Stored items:
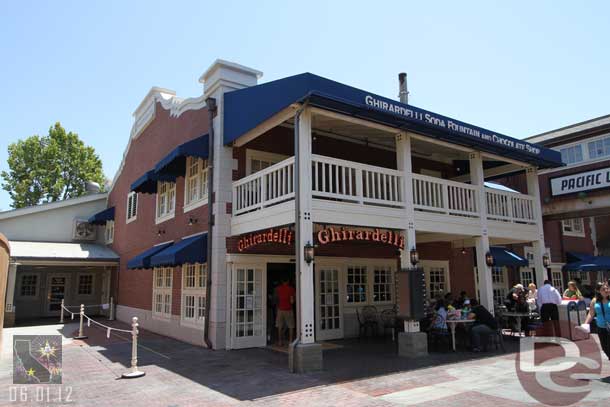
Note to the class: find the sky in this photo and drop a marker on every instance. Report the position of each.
(518, 68)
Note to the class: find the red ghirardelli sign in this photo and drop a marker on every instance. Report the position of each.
(282, 236)
(331, 235)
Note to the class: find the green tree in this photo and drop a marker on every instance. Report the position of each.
(50, 168)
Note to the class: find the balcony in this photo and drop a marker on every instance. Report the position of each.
(347, 192)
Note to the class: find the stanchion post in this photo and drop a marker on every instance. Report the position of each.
(81, 333)
(111, 316)
(134, 372)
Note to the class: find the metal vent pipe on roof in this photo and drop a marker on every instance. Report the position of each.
(403, 92)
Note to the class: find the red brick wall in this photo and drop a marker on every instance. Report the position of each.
(161, 136)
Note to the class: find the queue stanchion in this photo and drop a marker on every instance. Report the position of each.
(81, 333)
(134, 372)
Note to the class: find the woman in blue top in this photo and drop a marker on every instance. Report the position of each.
(600, 310)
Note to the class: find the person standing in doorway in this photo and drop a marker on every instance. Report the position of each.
(285, 294)
(548, 300)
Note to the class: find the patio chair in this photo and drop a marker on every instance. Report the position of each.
(388, 320)
(367, 319)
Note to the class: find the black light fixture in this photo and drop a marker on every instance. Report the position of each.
(489, 259)
(546, 260)
(308, 252)
(414, 256)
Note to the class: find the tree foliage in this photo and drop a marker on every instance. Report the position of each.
(50, 168)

_Exercise prompt:_ Copy out the lines starting at the one containing "Note to the class: find the queue" and ending at the last line, including both ends.

_Answer for this exercise:_
Note to the class: find the queue stanchion in this photo and drop a marker on every instance. Report the position of each.
(81, 333)
(134, 372)
Note to the class: find the woman in blue top in this photo and drop a marker on every instance. Report the position of each.
(600, 310)
Note to the class: find the person standing in doorway in this photo and drop a marker on every instance. Report the position of each.
(285, 294)
(548, 300)
Note to the class: find the patio chair in this photo and drop a marker on every instance. Report the position of each.
(388, 320)
(367, 319)
Note to the class: find the black light fixture in this photo and drop a marker on every instance. Report the position of each.
(489, 259)
(546, 260)
(308, 252)
(414, 256)
Note to the class: find the tree foliage in this photo and drop a marker on every instance. Report the position of each.
(50, 168)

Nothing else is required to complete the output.